**Quoted text**
------------------------------------------------------------
So you'd be better off having something like:

Breakfast - scrambled eggs on wholemeal toast (use butter not marg)
Lunch - some kind of meat/fish with a good salad (using an oily dressing)
Dinner - some kind of meat/fish with 2-3 different vegetables on the side.

BIWI · 06/04/2015 12:37

aoife24

Yes, cauliflower pizza! I'm a long-term low carber, so normal pizza is out for me. I make the base from a cauliflower that's been blitzed in the food processor, cooked, had the moisture squeezed out of it, then mixed with mozzarella, Parmesan and an egg. Baked, to dry it out, then topped with whatever you want on your pizza. Not quite the same as 'real' pizza, but it comes pretty close.

Shockers · 06/04/2015 12:55

Most days my breakfast is either eggs of some description with wholemeal toast, or Greek yoghurt (full fat organic) with fruit.

Lunch is either soup or leftovers when I'm working. Today it was tomato, mozzarella, avocado and chorizo salad with basil and olive oil.

In the evening we have something hot, usually with meat or fish and lots of veg.

I do drink far too much wine though.

loa321 · 06/04/2015 12:55

Yes I eat far too many carbs, especially bread. I always say if I could stop eating bread and drinking wine the pounds would melt away! I am ashamed to say I probably struggle to eat 5 portions of fruit and veg a week. I dont like fruit, but I do like salad and veg and a lot of it is just laziness. I miss meals a lot and on takeaway night I starve myself all day so I can have a big takeaway.

The thread has made me see that maybe I can eat more often and lose weight too.

Shockers · 06/04/2015 13:04

Loa, try to cut out white pasta and bread. Wholemeal spaghetti is nicer (IMO) than wholemeal pasta tubes/twists etc, and a good starting point. Avoid ready made sauces as they're salt and fat heavy. Also, include more veg... much more veg.

Exercise is important too. If you're active, you will crave the salty, sugary foods less, and you'll want to drink more water. This is my experience anyway!

Shockers · 06/04/2015 13:04

Sorry, I cross posted with you!

LyingWitchInTheWardrobe2726 · 06/04/2015 13:05

We seem to fluctuate with the amount of bread we eat. If it's a bread I really love (Warbuton's Honeywheat or Yorkshire Farmhouse), I make a point of eating it. Otherwise, we have a fair bit thrown out. Sometimes they're toast fiends and other times not.

I don't like fruit either, loa, I buy it sometimes and don't want to chuck it out, hence the strawberries, but I find it's a waste of calories really, I prefer vegetables but really prefer sausages.

Theycallmemellowjello · 06/04/2015 13:46

On a workday. Muesli and coffee for breakfast. Sandwich (hummus or pbj!) or sometimes an omelette from canteen for lunch. Cups of tea throughout day and often a banana/some apples/a cereal bar in the afternoon. Dinner - varies wildly but a cooked meal about 50% of time meat or fish, 50% of time veggie. Usually a glass of wine or a martini in the evening - this is the worst aspect of my diet as I should prob not have a drink every day. Occasionally supplemented by chocolate.
------------------------------------------------------------
**Given data**
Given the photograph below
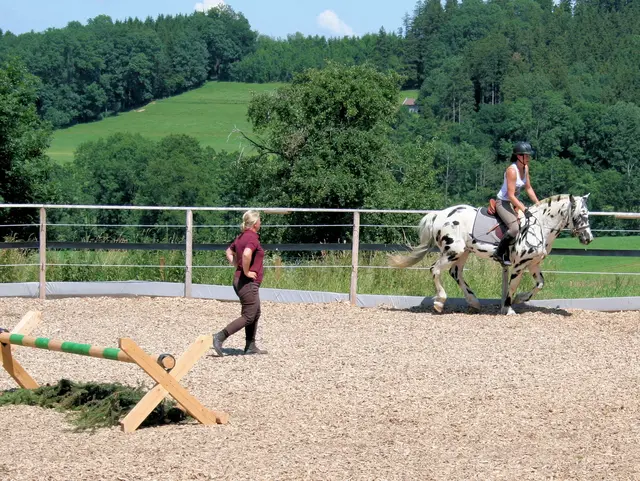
------------------------------------------------------------
**Exercise tasks**
1. Please reproduce the diet thread word for word, from "Yes, cauliflower pizza!" up to and including "much wine though.".
2. In the diet thread, what is the cauliflower pizza base mixed with once its moisture has been squeezed out?
Work from the diet thread alone, not from the data.

**Exercise solutions**
1.
Yes, cauliflower pizza! I'm a long-term low carber, so normal pizza is out for me. I make the base from a cauliflower that's been blitzed in the food processor, cooked, had the moisture squeezed out of it, then mixed with mozzarella, Parmesan and an egg. Baked, to dry it out, then topped with whatever you want on your pizza. Not quite the same as 'real' pizza, but it comes pretty close.

Shockers · 06/04/2015 12:55

Most days my breakfast is either eggs of some description with wholemeal toast, or Greek yoghurt (full fat organic) with fruit.

Lunch is either soup or leftovers when I'm working. Today it was tomato, mozzarella, avocado and chorizo salad with basil and olive oil.

In the evening we have something hot, usually with meat or fish and lots of veg.

I do drink far too much wine though.

2. Mozzarella, Parmesan and an egg.